■ Requirement:
Find the lines of data that contain the string "cloud", then list them.

# # # # #

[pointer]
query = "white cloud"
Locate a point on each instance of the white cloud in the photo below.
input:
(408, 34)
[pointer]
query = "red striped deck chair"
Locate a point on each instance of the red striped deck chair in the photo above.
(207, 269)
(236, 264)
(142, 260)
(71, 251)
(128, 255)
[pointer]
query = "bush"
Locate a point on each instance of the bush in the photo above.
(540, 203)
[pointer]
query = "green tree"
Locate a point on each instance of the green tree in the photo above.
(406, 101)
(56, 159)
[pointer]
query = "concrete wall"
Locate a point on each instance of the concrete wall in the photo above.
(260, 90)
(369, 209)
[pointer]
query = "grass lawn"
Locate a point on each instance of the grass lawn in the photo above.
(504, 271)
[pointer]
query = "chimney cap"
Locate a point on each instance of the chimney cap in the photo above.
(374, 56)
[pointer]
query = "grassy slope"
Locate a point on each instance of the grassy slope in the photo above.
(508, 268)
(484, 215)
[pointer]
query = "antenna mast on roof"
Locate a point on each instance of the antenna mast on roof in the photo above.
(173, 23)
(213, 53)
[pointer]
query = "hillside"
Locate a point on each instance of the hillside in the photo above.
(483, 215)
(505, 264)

# # # # #

■ Output below:
query = "white cloud"
Locate a point on each instance of the white cloud in the photo below.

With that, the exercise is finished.